▸ What is required
Scan the data below for the string "chili". Show every line where it turns up.

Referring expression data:

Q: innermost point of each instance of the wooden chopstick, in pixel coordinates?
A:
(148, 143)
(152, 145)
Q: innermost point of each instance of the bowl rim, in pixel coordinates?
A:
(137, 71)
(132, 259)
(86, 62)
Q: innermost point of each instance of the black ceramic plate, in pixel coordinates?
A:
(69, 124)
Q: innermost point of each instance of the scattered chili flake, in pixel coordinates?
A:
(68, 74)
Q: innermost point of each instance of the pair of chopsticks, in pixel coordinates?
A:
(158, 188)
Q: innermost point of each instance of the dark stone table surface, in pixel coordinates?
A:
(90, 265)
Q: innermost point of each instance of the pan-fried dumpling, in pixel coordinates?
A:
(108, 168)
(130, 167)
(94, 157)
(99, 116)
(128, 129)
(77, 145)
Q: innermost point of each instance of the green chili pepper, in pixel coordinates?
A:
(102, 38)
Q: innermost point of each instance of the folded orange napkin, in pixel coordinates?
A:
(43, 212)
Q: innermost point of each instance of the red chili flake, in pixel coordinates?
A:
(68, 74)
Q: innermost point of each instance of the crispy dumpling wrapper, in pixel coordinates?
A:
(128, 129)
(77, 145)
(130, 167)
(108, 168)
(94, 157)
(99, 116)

▸ Task solution
Q: innermost point of each instance of the scattered chili flake, in pixel coordinates?
Q: innermost point of each instance of the green chili pepper, in pixel coordinates?
Q: innermost point of each instance of the red chili flake, in pixel coordinates?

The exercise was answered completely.